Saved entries
-*-

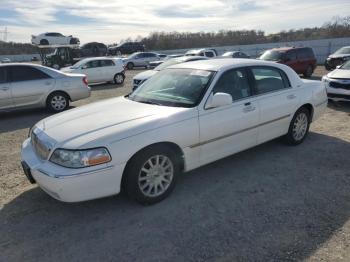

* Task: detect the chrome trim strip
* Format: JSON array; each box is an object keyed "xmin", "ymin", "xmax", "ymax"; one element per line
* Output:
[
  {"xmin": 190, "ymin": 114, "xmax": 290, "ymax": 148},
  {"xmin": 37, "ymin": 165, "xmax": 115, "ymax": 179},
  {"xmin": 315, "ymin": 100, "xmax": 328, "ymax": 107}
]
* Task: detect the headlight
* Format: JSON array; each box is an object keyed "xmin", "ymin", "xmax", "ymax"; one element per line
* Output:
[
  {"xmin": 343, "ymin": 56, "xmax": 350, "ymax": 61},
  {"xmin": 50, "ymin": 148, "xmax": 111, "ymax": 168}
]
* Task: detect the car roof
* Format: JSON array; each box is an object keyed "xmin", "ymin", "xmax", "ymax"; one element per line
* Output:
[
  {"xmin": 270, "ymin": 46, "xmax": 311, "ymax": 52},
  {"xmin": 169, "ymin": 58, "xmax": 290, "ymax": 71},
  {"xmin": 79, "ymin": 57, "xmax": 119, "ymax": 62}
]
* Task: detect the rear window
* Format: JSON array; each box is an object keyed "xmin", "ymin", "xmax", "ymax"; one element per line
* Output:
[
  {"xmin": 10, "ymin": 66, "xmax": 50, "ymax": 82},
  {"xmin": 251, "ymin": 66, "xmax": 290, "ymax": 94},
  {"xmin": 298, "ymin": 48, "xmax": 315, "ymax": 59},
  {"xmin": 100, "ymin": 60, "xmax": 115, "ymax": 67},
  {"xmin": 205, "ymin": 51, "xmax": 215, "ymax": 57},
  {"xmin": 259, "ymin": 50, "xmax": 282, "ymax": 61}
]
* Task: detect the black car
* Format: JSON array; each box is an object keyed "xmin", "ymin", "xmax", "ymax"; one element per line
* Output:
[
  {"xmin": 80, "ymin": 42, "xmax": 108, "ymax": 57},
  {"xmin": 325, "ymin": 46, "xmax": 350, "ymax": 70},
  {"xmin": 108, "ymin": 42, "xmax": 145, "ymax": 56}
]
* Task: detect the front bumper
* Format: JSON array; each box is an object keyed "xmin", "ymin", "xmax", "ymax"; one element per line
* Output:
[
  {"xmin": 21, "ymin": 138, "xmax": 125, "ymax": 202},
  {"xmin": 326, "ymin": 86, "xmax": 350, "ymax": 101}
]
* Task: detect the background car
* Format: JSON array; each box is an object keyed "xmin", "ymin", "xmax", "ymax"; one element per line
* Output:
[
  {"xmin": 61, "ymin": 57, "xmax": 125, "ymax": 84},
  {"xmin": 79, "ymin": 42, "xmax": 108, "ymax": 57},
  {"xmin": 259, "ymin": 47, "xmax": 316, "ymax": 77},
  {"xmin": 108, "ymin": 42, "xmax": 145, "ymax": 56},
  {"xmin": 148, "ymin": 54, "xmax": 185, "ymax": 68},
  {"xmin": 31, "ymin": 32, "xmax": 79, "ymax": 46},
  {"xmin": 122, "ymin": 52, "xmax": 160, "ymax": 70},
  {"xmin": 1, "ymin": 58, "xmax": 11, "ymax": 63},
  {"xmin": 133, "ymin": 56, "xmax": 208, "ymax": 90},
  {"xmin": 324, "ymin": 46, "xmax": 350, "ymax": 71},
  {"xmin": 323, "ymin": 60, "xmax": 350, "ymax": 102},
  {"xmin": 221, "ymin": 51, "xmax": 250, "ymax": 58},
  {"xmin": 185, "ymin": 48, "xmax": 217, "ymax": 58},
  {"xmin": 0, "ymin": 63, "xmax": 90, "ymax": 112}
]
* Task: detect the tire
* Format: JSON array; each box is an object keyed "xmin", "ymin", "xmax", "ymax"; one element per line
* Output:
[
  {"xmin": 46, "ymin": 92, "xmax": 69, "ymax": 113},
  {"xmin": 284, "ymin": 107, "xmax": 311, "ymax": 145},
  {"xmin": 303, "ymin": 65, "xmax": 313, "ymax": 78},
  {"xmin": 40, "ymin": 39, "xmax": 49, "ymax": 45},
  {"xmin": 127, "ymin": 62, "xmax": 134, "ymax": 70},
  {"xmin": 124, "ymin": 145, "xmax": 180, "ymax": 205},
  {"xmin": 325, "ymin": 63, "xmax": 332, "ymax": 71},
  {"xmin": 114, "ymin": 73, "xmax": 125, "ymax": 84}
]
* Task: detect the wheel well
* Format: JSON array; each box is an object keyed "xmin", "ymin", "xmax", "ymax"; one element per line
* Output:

-*-

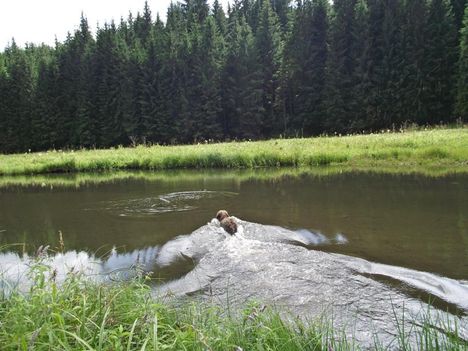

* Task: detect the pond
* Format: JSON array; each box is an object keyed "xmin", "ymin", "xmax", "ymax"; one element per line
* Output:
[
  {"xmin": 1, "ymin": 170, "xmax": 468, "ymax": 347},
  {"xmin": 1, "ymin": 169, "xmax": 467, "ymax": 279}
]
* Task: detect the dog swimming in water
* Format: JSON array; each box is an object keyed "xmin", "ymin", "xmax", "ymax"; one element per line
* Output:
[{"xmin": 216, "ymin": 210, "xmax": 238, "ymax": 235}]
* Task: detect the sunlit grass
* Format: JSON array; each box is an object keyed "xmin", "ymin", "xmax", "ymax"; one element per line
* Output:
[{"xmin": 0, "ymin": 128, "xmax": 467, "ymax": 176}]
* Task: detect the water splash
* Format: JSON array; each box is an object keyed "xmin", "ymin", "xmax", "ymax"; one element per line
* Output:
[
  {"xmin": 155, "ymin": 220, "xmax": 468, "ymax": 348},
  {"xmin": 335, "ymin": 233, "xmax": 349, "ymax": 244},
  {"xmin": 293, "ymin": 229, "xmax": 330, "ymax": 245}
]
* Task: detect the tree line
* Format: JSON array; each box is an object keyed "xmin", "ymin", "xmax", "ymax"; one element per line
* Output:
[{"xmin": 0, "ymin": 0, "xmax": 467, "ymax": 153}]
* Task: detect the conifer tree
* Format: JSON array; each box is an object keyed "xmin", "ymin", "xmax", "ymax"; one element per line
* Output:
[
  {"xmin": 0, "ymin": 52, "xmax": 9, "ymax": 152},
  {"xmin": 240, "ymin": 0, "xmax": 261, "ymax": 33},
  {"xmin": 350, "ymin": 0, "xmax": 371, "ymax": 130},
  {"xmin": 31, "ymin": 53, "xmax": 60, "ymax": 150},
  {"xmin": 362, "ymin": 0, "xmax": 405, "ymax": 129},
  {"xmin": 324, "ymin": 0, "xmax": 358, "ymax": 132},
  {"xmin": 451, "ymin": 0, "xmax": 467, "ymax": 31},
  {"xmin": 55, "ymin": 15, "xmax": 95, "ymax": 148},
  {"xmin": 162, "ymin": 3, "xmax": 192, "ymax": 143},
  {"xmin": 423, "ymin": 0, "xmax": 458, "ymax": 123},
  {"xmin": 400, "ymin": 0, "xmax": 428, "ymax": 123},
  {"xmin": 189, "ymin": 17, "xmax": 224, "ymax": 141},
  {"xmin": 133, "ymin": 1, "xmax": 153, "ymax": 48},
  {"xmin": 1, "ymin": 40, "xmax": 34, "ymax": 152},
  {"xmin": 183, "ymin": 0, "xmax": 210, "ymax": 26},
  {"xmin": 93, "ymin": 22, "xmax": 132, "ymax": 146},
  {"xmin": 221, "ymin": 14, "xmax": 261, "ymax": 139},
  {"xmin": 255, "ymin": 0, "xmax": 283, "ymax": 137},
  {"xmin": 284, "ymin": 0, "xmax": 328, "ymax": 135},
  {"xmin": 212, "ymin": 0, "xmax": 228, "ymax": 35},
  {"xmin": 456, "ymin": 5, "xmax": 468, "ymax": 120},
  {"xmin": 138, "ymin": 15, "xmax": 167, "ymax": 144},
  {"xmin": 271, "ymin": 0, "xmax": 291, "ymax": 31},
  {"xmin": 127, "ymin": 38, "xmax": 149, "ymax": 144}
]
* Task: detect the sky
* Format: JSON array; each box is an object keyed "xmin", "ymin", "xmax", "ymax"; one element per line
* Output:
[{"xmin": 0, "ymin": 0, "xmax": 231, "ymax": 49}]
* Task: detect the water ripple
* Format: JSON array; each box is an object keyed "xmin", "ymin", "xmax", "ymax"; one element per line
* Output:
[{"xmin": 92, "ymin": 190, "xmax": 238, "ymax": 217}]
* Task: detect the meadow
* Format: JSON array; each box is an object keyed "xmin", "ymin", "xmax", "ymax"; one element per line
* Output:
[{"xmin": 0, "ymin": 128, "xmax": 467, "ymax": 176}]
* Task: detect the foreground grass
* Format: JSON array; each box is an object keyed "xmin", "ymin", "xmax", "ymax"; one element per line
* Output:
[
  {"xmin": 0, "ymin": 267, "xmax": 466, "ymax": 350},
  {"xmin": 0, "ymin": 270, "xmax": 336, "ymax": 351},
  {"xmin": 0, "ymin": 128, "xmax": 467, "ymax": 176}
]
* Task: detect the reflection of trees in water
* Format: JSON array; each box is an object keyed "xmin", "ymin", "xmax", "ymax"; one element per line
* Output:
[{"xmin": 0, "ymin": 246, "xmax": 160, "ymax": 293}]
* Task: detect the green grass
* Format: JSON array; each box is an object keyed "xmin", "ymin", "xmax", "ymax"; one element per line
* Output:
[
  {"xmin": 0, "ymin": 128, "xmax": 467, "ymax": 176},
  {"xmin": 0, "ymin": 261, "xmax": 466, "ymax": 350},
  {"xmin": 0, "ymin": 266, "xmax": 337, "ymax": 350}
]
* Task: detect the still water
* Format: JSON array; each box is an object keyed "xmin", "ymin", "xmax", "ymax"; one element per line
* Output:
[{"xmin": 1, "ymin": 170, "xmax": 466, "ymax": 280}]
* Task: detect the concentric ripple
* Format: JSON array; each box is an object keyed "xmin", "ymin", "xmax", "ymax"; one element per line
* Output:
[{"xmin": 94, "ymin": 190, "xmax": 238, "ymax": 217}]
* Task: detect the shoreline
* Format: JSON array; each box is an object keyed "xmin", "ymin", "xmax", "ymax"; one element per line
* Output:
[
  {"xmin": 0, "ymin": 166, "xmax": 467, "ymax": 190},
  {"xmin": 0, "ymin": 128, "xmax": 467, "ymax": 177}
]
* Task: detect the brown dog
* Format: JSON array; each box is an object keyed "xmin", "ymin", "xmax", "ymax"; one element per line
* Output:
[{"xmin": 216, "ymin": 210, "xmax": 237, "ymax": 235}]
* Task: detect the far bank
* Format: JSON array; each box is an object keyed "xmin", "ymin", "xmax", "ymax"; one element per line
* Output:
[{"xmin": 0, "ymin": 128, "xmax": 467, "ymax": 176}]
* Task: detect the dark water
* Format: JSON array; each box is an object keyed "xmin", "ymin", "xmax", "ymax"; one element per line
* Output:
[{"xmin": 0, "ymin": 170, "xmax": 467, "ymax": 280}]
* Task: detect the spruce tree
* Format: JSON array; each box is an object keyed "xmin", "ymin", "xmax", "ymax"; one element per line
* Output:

-*-

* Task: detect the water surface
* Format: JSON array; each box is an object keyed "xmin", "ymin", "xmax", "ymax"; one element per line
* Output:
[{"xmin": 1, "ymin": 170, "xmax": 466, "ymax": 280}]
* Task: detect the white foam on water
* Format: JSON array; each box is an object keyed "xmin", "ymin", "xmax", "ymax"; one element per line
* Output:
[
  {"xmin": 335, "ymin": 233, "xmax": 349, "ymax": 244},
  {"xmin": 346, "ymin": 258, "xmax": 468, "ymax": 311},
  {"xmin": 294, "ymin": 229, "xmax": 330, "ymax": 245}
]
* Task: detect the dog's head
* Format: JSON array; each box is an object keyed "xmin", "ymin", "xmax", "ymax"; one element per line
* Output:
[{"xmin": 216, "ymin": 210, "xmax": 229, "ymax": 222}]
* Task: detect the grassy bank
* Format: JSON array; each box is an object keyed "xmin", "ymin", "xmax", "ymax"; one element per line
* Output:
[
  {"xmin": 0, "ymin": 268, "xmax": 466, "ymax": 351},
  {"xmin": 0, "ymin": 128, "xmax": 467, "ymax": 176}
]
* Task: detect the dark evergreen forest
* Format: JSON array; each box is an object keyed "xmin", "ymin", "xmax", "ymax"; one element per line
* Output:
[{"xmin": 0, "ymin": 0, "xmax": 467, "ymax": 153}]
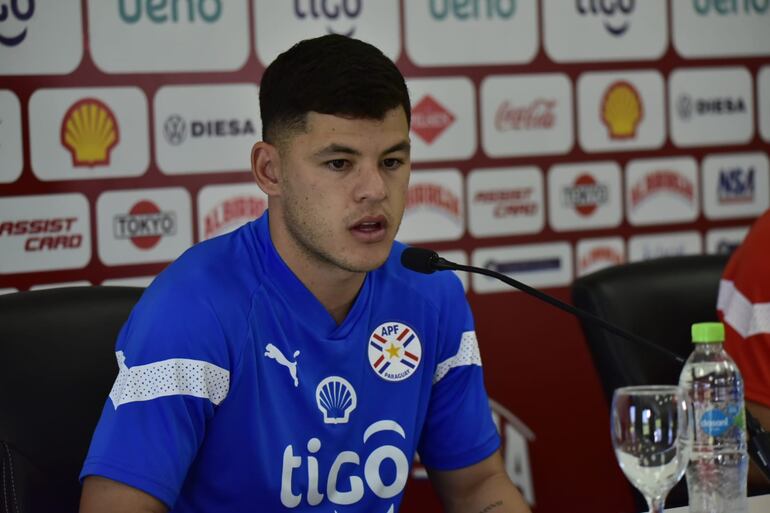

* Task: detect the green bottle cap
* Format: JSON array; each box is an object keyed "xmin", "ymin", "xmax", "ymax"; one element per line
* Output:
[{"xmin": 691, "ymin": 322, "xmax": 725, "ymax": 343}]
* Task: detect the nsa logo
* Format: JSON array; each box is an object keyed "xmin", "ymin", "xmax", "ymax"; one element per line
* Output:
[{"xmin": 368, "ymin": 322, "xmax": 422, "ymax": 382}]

-*-

Nothing but a number is asked for: how many lines of the records contain the word "ripple"?

__Reply to the task__. 2